(begin)

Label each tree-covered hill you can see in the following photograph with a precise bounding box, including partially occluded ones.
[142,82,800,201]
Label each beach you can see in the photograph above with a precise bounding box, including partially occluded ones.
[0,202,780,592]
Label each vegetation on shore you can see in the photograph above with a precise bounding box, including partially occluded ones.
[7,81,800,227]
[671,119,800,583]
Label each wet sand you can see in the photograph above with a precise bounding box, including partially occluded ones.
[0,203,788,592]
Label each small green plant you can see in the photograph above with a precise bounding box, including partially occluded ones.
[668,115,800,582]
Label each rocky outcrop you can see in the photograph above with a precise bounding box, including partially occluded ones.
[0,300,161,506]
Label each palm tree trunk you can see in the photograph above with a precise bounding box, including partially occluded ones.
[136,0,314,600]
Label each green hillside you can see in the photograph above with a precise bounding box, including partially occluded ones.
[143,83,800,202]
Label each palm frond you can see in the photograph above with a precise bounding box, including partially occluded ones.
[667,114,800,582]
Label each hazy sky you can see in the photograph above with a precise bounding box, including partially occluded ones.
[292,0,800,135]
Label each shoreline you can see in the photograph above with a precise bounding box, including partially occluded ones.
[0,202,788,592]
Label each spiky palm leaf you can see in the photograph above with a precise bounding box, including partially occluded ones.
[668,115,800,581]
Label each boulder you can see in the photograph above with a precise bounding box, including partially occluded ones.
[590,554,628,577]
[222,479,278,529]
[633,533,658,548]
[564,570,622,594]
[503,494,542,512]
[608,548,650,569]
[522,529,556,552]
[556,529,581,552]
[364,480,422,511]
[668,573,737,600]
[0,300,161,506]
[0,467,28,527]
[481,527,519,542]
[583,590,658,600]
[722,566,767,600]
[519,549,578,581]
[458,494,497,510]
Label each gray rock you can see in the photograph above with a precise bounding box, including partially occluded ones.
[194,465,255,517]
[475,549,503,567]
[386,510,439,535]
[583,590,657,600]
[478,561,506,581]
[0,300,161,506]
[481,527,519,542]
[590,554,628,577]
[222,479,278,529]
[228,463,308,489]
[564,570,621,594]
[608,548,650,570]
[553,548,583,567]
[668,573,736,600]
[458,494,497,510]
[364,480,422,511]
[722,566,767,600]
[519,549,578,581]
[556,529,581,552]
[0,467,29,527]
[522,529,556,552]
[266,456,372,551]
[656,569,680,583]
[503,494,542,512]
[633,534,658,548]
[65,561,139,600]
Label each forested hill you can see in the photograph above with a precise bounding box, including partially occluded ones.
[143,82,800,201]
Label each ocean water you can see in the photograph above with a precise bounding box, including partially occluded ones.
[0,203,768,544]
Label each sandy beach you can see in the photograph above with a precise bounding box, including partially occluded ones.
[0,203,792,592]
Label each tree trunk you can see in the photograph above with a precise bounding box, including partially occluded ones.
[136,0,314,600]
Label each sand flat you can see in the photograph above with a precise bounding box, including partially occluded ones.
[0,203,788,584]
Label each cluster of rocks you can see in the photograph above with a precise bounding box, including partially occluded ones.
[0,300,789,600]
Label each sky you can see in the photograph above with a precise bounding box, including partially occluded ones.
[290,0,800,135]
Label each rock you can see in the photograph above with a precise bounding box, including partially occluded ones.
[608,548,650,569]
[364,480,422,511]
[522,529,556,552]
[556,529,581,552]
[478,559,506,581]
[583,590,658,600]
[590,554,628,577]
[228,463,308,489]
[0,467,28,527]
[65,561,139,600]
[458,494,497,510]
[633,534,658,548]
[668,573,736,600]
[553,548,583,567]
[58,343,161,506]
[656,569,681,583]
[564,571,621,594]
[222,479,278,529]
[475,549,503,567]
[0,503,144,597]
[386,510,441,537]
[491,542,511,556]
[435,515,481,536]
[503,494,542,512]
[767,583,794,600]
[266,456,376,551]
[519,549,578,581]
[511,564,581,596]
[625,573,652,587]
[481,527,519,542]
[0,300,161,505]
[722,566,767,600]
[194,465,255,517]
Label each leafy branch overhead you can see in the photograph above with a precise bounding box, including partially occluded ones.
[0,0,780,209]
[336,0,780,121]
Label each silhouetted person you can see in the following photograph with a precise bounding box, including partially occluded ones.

(end)

● Given task
Copy out all of the records above word for word, keeping every line unchanged.

● Problem solution
Label each tree-covered hill you can see in the following photograph with a precise bounding box, including partially occluded ones.
[142,82,800,201]
Label each beach you can see in the photograph above with a precise bounding box, including partially occluded ones.
[0,202,780,592]
Label each vegetation on shore you can see in the photograph above with a precise bounding box, including partially occluded ones.
[7,81,800,227]
[671,119,800,583]
Label each wet sand you can see in the photograph above with a precise bounding box, including partially occluded ones.
[0,203,788,592]
Label each small green plant you can see in the photograph above with a precise bounding box, including partially occluded ones.
[668,115,800,582]
Label each rocky outcrop you can see in the photograph above with a precise bounding box, including partially occluded ones.
[0,300,161,506]
Label each palm tree trunk you can see in the photograph above with a precise bounding box, including partially occluded ones.
[136,0,314,600]
Label each green hillside you can see in the photograph above with a precise bounding box, including partially occluded ones.
[143,83,800,202]
Label each palm frond you can see in the photograph above with a precise bounding box, including partially occluded ones.
[667,114,800,582]
Label each hazy sky you can see in the photograph above with a precise bounding box, including partially occluded ones.
[292,0,800,135]
Label each shoreline you can see in the photograph above with a precise bounding box, including partially occluded ones.
[0,202,788,592]
Label each spiky palm leaf you can see in the photograph above with a precise bounding box, including partially occluded ones.
[668,115,800,581]
Label each boulder you can see in the photograph above with a precise bounding box, including partially occluded ones.
[590,554,628,577]
[222,479,278,529]
[633,533,658,548]
[564,570,622,594]
[503,494,542,512]
[608,548,650,569]
[522,529,556,552]
[556,529,581,552]
[364,480,422,511]
[668,573,737,600]
[0,300,161,506]
[0,467,28,527]
[481,527,519,542]
[583,590,658,600]
[722,566,767,600]
[519,549,578,581]
[458,494,497,510]
Label each gray rock you can see in the photograph above with a precise bounding box, including partially occluded ones.
[194,465,255,517]
[475,549,503,567]
[386,510,439,535]
[583,590,657,600]
[478,561,506,581]
[0,300,161,506]
[481,527,519,542]
[590,554,628,577]
[222,479,278,529]
[228,463,308,489]
[564,570,621,594]
[608,548,650,570]
[553,548,583,567]
[668,573,736,600]
[458,494,497,510]
[364,480,422,511]
[722,566,767,600]
[519,549,578,581]
[556,529,581,552]
[0,467,29,527]
[522,529,556,552]
[266,456,372,551]
[656,569,680,583]
[503,494,542,512]
[633,534,658,548]
[65,561,139,600]
Label each forested hill you can see in the photograph above with a precise bounding box, including partially occluded ones.
[143,82,800,201]
Label each ocean water you can see in the photograph above with a precise bounding box, including partially occluded ones.
[0,203,768,544]
Label each sandy beach you can see in the photograph above with a precise bounding box, including partially occluded ones.
[0,203,792,592]
Label each tree trunk you can see in the photograph above with a precise bounding box, including partially occluded ones.
[136,0,314,600]
Label each sand flat you can see in the photograph above with a precise bounding box, including partially occluded ones.
[0,203,788,584]
Label each cluster of rocks you can see in the photograph above with a precise bounding box, including partially occluded ones.
[0,300,789,600]
Label each sky you can see in the photograph above with a precise bounding box, including partially occluded ones.
[290,0,800,135]
Label each rock you can see in the photograph above with a precise bounding box, including partially occluded ones.
[608,548,650,569]
[364,480,422,511]
[522,529,556,552]
[556,529,581,552]
[478,559,506,581]
[583,590,658,600]
[590,554,628,577]
[228,463,308,489]
[0,467,28,527]
[65,561,139,600]
[458,494,497,510]
[633,534,658,548]
[668,573,736,600]
[553,548,583,567]
[58,343,161,506]
[656,569,681,583]
[564,571,621,594]
[222,479,278,529]
[475,549,503,567]
[0,503,144,597]
[386,510,441,537]
[491,542,511,556]
[435,515,481,536]
[503,494,542,512]
[767,583,794,600]
[266,456,376,551]
[519,549,578,581]
[511,564,581,596]
[625,573,652,587]
[481,527,519,542]
[0,300,161,505]
[722,566,767,600]
[194,465,255,517]
Label each leafy branch overhead you can see in the photograph above with a precise bounding box, including partially occluded ones.
[0,0,780,209]
[336,0,780,121]
Label each silhouetted person you can see in the following photograph with a precise bounding box, including partially occluded ones.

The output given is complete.